[WRITTEN REQUEST 1]: From the flaky test text below, output word for word the passage starting with "AI-powered flaky test categorization" and going on through "tests more effectively.".

[TEXT EXTRACT]:
▶
Bits AI Dev Agent displaying a proposed fix for a flaky test

Setup

To enable AI-powered flaky test fixes, enable Bits AI Dev Agent for Test Optimization by following the setup instructions in the Bits AI Dev Agent documentation. Bits AI Dev Agent automatically create fixes for flaky tests detected by Test Optimization.

AI-powered flaky test categorization

Flaky Tests Management uses AI to automatically assign a root cause category to each flaky test based on execution patterns and error signals. This helps you filter, triage, and prioritize flaky tests more effectively.

A test must have at least one failed execution that includes both @error.message and @error.stack tags to be eligible for categorization. If the test was recently detected, categorization may take several minutes to complete.

Categories

Category	Description
Concurrency	Test that invokes multiple threads interacting in an unsafe or unanticipated manner. Flakiness is caused by, for example, race conditions resulting from implicit assumptions about the ordering of execution, leading to deadlocks in certain test runs.
Randomness	Test uses the result of a random data generator. If the test does not account for all possible cases, then the test may fail intermittently, e.g., only when the result of a random number generator is zero.
Floating Point	Test uses the result of a floating-point operation. Floating-point operations can suffer from precision over- and under-flows, non-associative addition, etc., which—if not properly accounted for—can result in inconsistent outcomes (e.g., comparing a floating-point result to an exact real value in an assertion).
Unordered Collection	Test assumes a particular iteration order for an unordered-collection object. Since no order is specified, tests that assume a fixed order will likely be flaky for various reasons (e.g., collection-class implementation).
◀
[WRITTEN REQUEST 2]: Please gather every line of the records below that contains the string "glass", treating case as significant.

[PROVIDED DATA]:
▶
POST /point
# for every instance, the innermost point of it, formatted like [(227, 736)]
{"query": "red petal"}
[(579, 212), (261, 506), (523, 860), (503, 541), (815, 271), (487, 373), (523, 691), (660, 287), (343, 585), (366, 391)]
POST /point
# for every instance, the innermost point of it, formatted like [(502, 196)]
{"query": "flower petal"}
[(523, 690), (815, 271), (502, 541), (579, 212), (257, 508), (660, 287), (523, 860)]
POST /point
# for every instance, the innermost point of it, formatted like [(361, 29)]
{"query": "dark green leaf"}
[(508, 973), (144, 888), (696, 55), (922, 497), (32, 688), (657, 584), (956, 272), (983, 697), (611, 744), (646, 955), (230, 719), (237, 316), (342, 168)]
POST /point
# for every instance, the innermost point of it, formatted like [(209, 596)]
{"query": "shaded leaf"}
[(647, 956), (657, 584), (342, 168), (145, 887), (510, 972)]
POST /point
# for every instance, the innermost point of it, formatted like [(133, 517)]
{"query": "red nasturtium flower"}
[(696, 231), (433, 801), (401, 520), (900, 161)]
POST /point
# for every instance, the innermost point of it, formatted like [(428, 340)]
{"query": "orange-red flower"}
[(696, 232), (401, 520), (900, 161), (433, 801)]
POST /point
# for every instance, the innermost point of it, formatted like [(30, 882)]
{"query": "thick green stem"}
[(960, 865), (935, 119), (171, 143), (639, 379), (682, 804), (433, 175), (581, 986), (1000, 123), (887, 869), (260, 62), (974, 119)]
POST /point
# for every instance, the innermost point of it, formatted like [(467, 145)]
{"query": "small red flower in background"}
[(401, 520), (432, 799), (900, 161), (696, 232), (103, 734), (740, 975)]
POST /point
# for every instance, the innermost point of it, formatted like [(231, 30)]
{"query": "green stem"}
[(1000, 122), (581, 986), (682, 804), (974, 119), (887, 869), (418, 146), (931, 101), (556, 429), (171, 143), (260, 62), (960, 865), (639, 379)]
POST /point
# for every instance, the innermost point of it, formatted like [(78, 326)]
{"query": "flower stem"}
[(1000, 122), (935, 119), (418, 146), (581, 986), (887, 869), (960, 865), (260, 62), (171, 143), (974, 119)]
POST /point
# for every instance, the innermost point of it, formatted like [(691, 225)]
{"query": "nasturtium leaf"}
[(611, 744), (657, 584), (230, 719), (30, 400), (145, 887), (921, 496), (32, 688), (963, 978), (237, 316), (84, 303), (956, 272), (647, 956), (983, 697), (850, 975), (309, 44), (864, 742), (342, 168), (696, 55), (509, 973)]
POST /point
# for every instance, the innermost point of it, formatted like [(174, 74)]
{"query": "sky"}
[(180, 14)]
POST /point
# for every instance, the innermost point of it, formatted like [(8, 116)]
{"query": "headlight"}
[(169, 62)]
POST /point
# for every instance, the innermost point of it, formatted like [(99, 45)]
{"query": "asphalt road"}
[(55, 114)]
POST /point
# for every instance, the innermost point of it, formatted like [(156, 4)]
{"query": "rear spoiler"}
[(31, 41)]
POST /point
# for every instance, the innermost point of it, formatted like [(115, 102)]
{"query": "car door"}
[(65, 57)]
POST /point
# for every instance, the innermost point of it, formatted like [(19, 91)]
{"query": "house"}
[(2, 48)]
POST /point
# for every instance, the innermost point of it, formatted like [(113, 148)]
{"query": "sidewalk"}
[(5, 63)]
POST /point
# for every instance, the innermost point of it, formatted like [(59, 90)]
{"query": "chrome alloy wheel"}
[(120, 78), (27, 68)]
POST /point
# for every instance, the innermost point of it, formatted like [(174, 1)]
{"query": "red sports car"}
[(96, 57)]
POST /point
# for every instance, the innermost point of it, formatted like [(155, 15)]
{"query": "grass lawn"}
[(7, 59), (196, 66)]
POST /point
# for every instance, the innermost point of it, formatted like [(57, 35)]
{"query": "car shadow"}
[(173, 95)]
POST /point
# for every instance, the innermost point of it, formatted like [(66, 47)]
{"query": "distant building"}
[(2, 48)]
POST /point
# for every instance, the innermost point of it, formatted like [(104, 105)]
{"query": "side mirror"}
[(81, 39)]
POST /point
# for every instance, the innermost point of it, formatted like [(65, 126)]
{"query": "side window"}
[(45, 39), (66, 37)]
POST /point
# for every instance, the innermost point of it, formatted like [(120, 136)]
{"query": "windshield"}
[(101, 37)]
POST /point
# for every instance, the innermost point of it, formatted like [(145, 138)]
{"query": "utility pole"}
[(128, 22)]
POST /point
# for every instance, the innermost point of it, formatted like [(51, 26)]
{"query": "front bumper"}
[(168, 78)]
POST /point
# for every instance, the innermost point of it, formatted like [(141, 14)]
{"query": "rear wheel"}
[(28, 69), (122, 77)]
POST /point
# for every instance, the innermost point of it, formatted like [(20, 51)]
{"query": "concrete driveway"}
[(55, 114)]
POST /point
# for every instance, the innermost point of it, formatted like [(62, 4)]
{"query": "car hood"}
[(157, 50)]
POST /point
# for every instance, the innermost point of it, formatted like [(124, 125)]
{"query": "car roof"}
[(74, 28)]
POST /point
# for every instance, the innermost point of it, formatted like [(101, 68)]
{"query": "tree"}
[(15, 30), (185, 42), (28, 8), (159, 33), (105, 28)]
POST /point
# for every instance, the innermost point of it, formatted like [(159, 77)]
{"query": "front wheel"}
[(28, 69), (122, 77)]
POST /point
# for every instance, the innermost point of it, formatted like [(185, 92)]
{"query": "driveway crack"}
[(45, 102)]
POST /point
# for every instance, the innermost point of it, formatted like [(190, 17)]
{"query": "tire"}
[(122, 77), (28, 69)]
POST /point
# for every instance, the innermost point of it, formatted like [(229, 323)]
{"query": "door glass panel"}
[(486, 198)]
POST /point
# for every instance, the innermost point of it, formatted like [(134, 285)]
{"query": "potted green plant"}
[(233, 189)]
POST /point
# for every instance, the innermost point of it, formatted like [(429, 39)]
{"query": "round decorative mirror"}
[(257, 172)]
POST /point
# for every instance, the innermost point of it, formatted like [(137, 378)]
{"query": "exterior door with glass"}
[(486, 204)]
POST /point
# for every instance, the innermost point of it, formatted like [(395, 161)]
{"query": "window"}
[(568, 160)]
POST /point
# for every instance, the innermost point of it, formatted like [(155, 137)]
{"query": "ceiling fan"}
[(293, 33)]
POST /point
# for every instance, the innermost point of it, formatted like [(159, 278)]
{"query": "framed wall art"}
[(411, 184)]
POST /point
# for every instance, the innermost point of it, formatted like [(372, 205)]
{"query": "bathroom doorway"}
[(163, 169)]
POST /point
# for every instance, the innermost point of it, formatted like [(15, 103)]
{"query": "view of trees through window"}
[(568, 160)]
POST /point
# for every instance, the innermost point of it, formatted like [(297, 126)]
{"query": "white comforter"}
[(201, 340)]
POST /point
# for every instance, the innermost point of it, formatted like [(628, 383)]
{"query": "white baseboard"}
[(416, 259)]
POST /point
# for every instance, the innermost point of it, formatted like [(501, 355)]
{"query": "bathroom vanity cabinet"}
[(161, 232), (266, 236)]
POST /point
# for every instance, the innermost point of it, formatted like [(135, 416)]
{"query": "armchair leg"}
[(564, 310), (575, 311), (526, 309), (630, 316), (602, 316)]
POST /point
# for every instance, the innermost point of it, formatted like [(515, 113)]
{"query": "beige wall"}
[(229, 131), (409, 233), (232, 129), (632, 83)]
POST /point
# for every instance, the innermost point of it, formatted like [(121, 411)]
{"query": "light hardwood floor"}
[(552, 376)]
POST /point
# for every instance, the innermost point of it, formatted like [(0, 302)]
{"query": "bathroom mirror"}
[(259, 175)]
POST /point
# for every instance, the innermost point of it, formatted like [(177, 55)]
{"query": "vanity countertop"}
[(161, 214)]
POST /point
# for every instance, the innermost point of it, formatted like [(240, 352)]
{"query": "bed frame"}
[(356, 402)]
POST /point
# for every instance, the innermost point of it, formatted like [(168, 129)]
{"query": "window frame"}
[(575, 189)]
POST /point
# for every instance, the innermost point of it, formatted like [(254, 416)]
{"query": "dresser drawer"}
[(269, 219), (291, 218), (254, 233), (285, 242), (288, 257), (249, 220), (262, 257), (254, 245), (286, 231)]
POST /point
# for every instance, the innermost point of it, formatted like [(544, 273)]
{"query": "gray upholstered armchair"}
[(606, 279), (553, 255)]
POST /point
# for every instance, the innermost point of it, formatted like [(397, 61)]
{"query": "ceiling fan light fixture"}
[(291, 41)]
◀
[REPLY 1]:
AI-powered flaky test categorization

Flaky Tests Management uses AI to automatically assign a root cause category to each flaky test based on execution patterns and error signals. This helps you filter, triage, and prioritize flaky tests more effectively.

[REPLY 2]:
{"query": "door glass panel"}
{"query": "exterior door with glass"}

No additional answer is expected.